[Dataset rows]
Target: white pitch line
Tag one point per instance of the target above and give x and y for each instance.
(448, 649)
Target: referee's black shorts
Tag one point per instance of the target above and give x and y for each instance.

:: Problem to work on ::
Turn the lines above into a numbered list, leaving out any blank lines.

:: Complete output ::
1. Target: white pitch line
2. Tag one point per instance of the target above and give x and y for each instance.
3. (448, 649)
4. Target: referee's black shorts
5. Tag one point per instance of the target above and give x and y for each instance.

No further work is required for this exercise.